EXERCISE AIM: Reproduce the listing below word for word, from its first line through the line containing "point(305, 211)", including both of those lines.

RECORD EXTRACTS:
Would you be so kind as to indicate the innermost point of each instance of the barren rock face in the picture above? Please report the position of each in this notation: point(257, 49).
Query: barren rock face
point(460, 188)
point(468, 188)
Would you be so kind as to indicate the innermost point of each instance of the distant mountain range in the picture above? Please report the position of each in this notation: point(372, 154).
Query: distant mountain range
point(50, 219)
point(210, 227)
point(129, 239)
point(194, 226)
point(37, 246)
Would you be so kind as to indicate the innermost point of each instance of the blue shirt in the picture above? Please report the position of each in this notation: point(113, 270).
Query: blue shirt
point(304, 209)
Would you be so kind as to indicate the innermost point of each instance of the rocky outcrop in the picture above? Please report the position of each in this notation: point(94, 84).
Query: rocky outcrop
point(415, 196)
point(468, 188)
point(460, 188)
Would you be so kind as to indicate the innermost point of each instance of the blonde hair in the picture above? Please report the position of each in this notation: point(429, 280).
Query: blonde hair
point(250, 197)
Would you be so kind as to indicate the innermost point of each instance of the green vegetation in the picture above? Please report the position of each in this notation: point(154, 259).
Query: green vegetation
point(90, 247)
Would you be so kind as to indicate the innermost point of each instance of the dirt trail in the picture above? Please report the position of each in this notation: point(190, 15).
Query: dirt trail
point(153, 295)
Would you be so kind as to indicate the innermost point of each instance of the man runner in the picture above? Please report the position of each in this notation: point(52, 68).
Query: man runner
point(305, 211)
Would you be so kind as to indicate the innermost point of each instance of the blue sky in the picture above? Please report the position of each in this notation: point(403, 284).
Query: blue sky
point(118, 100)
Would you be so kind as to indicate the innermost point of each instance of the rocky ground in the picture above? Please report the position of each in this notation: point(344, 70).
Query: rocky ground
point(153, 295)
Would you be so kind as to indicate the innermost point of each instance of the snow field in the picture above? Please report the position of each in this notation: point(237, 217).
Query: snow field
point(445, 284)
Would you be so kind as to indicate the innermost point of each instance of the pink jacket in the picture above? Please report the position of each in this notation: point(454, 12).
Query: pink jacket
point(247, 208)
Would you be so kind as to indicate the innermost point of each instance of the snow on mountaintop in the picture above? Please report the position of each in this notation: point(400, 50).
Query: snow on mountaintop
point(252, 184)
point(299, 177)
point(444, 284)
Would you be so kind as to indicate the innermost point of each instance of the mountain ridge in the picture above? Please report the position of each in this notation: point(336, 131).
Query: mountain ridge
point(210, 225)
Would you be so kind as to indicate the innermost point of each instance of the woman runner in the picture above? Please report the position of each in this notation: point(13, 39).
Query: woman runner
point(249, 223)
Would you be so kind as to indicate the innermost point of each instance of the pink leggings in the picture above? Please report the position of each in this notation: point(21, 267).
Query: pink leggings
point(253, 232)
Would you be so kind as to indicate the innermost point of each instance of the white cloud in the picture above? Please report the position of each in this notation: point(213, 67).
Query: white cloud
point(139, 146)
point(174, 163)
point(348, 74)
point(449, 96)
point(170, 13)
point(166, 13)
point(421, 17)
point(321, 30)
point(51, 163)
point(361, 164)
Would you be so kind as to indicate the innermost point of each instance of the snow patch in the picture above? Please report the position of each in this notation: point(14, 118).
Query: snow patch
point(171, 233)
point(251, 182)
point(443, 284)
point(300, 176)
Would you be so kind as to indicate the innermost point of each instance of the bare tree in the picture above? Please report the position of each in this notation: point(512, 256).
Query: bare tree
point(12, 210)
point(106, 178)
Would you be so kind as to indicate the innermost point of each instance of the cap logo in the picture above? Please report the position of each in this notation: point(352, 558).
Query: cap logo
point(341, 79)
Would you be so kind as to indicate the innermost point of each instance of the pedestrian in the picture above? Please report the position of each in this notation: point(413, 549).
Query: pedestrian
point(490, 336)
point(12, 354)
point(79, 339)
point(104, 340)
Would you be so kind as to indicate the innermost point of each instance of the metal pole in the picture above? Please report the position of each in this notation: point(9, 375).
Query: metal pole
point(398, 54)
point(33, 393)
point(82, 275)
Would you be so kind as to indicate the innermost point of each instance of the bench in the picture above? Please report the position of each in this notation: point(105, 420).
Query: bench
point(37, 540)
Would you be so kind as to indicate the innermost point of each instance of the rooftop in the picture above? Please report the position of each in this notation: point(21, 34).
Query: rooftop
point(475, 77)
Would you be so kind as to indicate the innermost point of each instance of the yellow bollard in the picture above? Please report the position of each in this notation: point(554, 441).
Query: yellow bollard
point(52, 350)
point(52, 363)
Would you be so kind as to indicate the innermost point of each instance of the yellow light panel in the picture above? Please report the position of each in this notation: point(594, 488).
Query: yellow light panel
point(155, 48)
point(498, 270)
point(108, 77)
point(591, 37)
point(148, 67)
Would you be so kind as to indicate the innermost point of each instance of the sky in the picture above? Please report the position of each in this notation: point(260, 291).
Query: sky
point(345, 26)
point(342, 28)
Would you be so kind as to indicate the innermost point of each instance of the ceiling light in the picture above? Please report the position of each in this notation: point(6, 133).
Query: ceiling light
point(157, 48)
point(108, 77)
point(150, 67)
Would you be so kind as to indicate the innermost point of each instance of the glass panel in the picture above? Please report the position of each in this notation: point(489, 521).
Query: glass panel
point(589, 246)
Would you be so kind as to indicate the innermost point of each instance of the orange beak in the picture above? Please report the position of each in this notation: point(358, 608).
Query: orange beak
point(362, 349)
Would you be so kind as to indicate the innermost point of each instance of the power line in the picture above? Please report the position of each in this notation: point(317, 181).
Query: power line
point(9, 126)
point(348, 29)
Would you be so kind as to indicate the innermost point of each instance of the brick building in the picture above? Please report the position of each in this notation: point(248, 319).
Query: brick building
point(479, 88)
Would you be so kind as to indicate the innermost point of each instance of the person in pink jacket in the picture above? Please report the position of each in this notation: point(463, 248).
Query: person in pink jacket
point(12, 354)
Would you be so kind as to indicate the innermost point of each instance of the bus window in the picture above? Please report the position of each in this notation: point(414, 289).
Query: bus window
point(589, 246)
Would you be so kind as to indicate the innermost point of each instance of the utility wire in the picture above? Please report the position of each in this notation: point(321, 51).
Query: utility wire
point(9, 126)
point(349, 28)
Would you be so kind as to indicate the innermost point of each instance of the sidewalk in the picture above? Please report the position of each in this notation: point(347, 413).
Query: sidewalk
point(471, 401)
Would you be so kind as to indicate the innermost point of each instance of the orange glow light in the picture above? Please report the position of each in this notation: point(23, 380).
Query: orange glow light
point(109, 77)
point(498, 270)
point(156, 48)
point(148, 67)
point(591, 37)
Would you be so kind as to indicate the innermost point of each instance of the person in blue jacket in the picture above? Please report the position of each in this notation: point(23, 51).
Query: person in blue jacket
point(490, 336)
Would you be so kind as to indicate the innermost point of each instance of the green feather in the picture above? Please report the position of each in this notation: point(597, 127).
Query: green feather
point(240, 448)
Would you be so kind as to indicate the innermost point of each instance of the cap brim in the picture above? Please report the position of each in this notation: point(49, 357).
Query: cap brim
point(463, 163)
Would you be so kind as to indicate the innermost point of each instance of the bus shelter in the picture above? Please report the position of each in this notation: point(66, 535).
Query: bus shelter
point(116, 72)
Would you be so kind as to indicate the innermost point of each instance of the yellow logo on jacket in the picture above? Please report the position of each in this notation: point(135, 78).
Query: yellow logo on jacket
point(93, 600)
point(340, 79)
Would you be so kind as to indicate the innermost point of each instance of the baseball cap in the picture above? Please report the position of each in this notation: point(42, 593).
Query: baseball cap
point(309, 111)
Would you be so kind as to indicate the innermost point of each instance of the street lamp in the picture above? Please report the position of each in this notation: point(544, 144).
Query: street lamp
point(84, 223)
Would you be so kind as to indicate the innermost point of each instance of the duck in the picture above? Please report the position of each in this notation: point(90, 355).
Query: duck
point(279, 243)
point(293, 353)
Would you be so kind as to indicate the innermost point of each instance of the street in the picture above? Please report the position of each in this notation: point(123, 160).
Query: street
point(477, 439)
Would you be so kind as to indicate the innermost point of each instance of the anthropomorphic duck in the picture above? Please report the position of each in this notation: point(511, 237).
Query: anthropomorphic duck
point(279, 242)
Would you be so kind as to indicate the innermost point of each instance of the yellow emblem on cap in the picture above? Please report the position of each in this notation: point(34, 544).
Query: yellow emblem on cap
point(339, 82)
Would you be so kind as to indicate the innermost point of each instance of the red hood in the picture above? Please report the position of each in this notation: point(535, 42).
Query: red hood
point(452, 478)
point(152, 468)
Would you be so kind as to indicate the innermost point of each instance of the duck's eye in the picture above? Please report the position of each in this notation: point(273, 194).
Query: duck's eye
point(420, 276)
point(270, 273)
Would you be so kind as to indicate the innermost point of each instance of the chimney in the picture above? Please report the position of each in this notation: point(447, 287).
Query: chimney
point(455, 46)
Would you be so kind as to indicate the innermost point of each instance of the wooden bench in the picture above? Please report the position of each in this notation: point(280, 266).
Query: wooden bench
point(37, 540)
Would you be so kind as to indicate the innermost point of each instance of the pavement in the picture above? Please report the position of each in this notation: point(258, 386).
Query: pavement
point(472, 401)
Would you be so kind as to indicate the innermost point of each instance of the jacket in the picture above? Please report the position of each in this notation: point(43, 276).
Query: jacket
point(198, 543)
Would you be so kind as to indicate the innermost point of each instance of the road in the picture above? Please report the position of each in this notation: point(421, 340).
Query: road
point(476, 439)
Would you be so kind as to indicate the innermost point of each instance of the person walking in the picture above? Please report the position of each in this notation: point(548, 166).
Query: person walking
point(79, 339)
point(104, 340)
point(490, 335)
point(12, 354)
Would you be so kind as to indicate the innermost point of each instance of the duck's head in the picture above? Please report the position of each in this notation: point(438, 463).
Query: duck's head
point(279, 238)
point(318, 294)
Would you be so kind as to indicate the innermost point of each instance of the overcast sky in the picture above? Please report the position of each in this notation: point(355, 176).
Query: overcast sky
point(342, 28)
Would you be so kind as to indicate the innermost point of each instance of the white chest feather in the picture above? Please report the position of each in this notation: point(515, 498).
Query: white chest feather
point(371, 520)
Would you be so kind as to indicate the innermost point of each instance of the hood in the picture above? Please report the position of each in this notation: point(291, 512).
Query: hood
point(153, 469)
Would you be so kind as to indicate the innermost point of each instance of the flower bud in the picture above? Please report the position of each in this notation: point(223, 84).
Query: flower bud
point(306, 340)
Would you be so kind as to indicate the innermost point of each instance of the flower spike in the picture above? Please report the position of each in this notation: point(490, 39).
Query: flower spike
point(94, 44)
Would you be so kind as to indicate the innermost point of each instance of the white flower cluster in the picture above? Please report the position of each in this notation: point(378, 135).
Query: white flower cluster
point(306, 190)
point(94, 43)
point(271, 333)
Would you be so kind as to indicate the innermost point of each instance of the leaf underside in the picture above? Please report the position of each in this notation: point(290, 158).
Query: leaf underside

FINISHED EXERCISE:
Would you be so kind as to indicate the innermost point of each instance of the barren rock face in the picture above? Please report the position of each in this notation: point(257, 49).
Query: barren rock face
point(460, 188)
point(468, 188)
Would you be so kind as to indicate the innermost point of each instance of the distant mountain range in the picture above? Please report the position of each in this notation: point(372, 154).
Query: distant mountain range
point(50, 219)
point(210, 227)
point(129, 239)
point(194, 226)
point(37, 246)
Would you be so kind as to indicate the innermost point of each instance of the blue shirt in the picture above? Please report the position of each in this notation: point(113, 270).
Query: blue shirt
point(304, 209)
Would you be so kind as to indicate the innermost point of each instance of the rocky outcrop in the picture above? Please report the position of each in this notation: point(94, 84).
Query: rocky outcrop
point(415, 196)
point(468, 188)
point(460, 188)
Would you be so kind as to indicate the innermost point of each instance of the blonde hair in the picture above? Please report the position of each in this notation: point(429, 280).
Query: blonde hair
point(250, 197)
Would you be so kind as to indicate the innermost point of each instance of the green vegetation in the picture above? Please report the position of each in this notation: point(154, 259).
Query: green vegetation
point(90, 247)
Would you be so kind as to indicate the innermost point of each instance of the dirt trail in the picture above? Please report the position of each in this notation: point(190, 15).
Query: dirt trail
point(153, 295)
Would you be so kind as to indicate the innermost point of each instance of the man runner in the picture above? Please report the position of each in this notation: point(52, 68).
Query: man runner
point(305, 211)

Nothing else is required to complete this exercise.